- _Required task_: Copy the following entries exactly, leaving every line as it appears.

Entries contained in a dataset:
━━━━━━━━━━━━━━━━━━━━
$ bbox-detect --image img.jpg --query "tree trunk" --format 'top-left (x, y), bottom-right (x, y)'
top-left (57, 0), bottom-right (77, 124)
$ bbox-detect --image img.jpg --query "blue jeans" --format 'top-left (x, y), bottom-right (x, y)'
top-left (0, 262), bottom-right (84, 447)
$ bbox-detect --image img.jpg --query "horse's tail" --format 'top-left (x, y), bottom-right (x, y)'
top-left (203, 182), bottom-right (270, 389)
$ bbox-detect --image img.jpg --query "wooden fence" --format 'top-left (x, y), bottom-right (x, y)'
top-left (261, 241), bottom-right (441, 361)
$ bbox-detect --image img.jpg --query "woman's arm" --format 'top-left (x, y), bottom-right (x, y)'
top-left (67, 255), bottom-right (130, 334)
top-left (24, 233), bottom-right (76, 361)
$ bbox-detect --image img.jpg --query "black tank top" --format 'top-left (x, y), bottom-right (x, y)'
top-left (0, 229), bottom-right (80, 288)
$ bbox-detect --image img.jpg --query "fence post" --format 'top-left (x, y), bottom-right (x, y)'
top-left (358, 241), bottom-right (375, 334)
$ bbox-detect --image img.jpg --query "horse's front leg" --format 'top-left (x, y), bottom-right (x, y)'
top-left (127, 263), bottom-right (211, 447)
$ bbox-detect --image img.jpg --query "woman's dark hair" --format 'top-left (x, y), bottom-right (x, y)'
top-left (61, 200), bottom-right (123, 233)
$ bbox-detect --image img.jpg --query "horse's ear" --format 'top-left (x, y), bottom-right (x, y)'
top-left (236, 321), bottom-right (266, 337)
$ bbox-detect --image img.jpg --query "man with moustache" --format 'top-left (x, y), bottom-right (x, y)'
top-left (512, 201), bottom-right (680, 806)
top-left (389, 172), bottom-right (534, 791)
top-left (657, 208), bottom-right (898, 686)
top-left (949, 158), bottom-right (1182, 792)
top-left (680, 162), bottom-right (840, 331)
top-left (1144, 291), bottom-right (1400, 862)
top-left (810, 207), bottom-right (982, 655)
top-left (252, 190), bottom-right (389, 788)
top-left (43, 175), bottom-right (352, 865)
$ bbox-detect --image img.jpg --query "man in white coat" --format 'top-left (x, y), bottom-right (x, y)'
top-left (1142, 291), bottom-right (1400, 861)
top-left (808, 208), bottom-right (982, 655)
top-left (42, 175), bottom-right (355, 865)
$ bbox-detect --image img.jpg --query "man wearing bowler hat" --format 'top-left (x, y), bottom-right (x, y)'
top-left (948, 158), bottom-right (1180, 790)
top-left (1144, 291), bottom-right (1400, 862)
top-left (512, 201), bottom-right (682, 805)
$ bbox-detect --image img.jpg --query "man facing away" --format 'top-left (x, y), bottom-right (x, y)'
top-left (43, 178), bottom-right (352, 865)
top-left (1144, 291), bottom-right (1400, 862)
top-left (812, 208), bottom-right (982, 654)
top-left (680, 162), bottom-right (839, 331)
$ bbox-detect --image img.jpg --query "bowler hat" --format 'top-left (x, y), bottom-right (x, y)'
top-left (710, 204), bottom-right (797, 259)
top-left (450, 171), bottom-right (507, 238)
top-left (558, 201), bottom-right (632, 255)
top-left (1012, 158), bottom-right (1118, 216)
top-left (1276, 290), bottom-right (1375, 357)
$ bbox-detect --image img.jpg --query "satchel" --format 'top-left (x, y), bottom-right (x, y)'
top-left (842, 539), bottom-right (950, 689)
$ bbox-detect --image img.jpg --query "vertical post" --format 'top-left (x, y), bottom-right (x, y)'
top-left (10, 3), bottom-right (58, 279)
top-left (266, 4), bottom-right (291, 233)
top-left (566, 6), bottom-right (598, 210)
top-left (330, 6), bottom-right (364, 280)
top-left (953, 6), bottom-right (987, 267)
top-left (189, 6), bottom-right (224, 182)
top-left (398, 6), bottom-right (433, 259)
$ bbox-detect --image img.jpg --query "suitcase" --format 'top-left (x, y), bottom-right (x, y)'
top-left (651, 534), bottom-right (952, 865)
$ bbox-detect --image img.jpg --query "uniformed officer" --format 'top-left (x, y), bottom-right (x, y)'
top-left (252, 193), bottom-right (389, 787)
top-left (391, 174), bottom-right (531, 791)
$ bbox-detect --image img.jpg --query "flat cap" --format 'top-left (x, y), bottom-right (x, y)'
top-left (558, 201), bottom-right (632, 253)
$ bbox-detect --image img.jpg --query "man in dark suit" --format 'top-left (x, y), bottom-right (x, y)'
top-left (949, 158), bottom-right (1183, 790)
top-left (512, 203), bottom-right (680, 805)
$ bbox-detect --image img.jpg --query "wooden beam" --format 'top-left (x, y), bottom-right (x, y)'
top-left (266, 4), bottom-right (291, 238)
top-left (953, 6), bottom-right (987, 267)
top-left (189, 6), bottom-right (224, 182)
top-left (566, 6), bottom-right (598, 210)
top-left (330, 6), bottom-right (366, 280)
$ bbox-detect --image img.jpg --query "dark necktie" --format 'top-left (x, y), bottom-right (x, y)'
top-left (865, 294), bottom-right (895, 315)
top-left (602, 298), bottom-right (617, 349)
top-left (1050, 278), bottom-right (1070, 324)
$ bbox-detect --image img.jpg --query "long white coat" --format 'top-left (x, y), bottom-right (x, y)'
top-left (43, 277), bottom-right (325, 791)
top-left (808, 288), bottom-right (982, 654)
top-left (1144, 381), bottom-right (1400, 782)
━━━━━━━━━━━━━━━━━━━━
- _Solved problem_:
$ bbox-detect --image img.jpg --query "tree trunk" --format 'top-left (x, y), bottom-right (x, y)'
top-left (57, 0), bottom-right (77, 124)
$ bbox-detect --image img.jpg --query "blue jeans" --format 'top-left (x, y), bottom-right (x, y)'
top-left (0, 262), bottom-right (84, 447)
$ bbox-detect --image img.jpg --query "horse's tail" --format 'top-left (x, y), bottom-right (x, y)'
top-left (203, 182), bottom-right (270, 389)
$ bbox-detect --image img.jpg --query "wooden fence" --format 'top-left (x, y), bottom-right (x, y)'
top-left (261, 241), bottom-right (441, 361)
$ bbox-detect --image img.jpg --query "woman's arm" --format 'top-left (x, y), bottom-right (x, y)'
top-left (67, 255), bottom-right (130, 334)
top-left (24, 233), bottom-right (76, 361)
$ bbox-detect --image img.jpg --query "black tank top" --format 'top-left (x, y), bottom-right (x, y)'
top-left (0, 229), bottom-right (80, 288)
$ bbox-detect --image img.jpg --query "fence post" --format 'top-left (x, y), bottom-right (x, y)'
top-left (358, 241), bottom-right (375, 334)
$ bbox-detect --image img.jpg --query "horse's front leg" --format 'top-left (x, y), bottom-right (x, y)'
top-left (127, 263), bottom-right (211, 447)
$ bbox-detect --image img.jpg --query "woman's dark hair" --format 'top-left (x, y), bottom-right (x, y)'
top-left (61, 200), bottom-right (123, 233)
$ bbox-detect --image img.jpg --query "horse's ear" --format 'top-left (x, y), bottom-right (x, y)'
top-left (236, 321), bottom-right (266, 337)
$ bbox-detect --image img.jpg --query "man with moustache" --format 'top-left (x, y), bottom-right (x, y)'
top-left (512, 201), bottom-right (680, 806)
top-left (389, 172), bottom-right (534, 791)
top-left (657, 208), bottom-right (898, 686)
top-left (949, 158), bottom-right (1182, 792)
top-left (680, 162), bottom-right (840, 331)
top-left (1144, 291), bottom-right (1400, 862)
top-left (810, 207), bottom-right (982, 655)
top-left (252, 190), bottom-right (389, 788)
top-left (43, 175), bottom-right (352, 865)
$ bbox-detect --image img.jpg --query "man in white coat" --format 'top-left (x, y), bottom-right (x, y)'
top-left (1142, 291), bottom-right (1400, 861)
top-left (808, 208), bottom-right (982, 655)
top-left (42, 175), bottom-right (355, 865)
$ bbox-detect --image img.jpg --query "man wearing bowler hat" --format 'top-left (x, y), bottom-right (x, y)'
top-left (948, 158), bottom-right (1180, 790)
top-left (1144, 291), bottom-right (1400, 862)
top-left (512, 201), bottom-right (682, 805)
$ bbox-detect --image img.jpg --query "man facing away" --format 'top-left (x, y), bottom-right (x, y)'
top-left (43, 178), bottom-right (352, 865)
top-left (1144, 291), bottom-right (1400, 862)
top-left (812, 208), bottom-right (982, 654)
top-left (680, 162), bottom-right (839, 331)
$ bbox-detect --image img.jpg --query "bowler hat" --format 'top-left (x, y), bottom-right (x, y)'
top-left (710, 204), bottom-right (797, 259)
top-left (450, 171), bottom-right (507, 238)
top-left (558, 201), bottom-right (632, 255)
top-left (1012, 158), bottom-right (1118, 216)
top-left (1276, 290), bottom-right (1375, 357)
$ bbox-detect --image img.jpg --query "satchel" --format 'top-left (x, y), bottom-right (x, y)'
top-left (842, 539), bottom-right (950, 689)
$ bbox-detect --image img.jpg --query "vertical post" --format 'top-left (x, y), bottom-right (x, y)'
top-left (10, 3), bottom-right (58, 279)
top-left (266, 4), bottom-right (291, 233)
top-left (566, 6), bottom-right (598, 210)
top-left (330, 6), bottom-right (364, 280)
top-left (953, 6), bottom-right (987, 267)
top-left (189, 6), bottom-right (224, 182)
top-left (398, 6), bottom-right (433, 259)
$ bbox-detect --image img.jpg --query "suitcase" --format 'top-left (x, y), bottom-right (x, y)'
top-left (651, 534), bottom-right (952, 865)
$ bbox-detect --image img.jpg --query "uniformed officer" --format 'top-left (x, y), bottom-right (x, y)'
top-left (252, 193), bottom-right (389, 787)
top-left (391, 174), bottom-right (531, 791)
$ bbox-detect --image img.jpg --query "flat cap" --format 'top-left (x, y), bottom-right (x, y)'
top-left (558, 201), bottom-right (632, 253)
$ bbox-detect --image img.jpg --query "man in dark suit" --format 'top-left (x, y), bottom-right (x, y)'
top-left (949, 158), bottom-right (1183, 790)
top-left (512, 203), bottom-right (680, 805)
$ bbox-detect --image img.jpg --query "wooden beam" --format 'top-left (x, y), bottom-right (x, y)'
top-left (266, 4), bottom-right (291, 238)
top-left (953, 6), bottom-right (987, 267)
top-left (189, 6), bottom-right (224, 182)
top-left (566, 6), bottom-right (598, 210)
top-left (330, 6), bottom-right (366, 280)
$ bbox-detect --image img.jpg --query "dark necktie" --format 'top-left (x, y), bottom-right (x, y)'
top-left (865, 294), bottom-right (895, 315)
top-left (602, 298), bottom-right (617, 349)
top-left (1050, 278), bottom-right (1070, 324)
$ bbox-detect --image img.jpg --query "long white coat" --format 'top-left (x, y), bottom-right (x, y)'
top-left (43, 277), bottom-right (325, 791)
top-left (808, 288), bottom-right (982, 654)
top-left (1144, 381), bottom-right (1400, 782)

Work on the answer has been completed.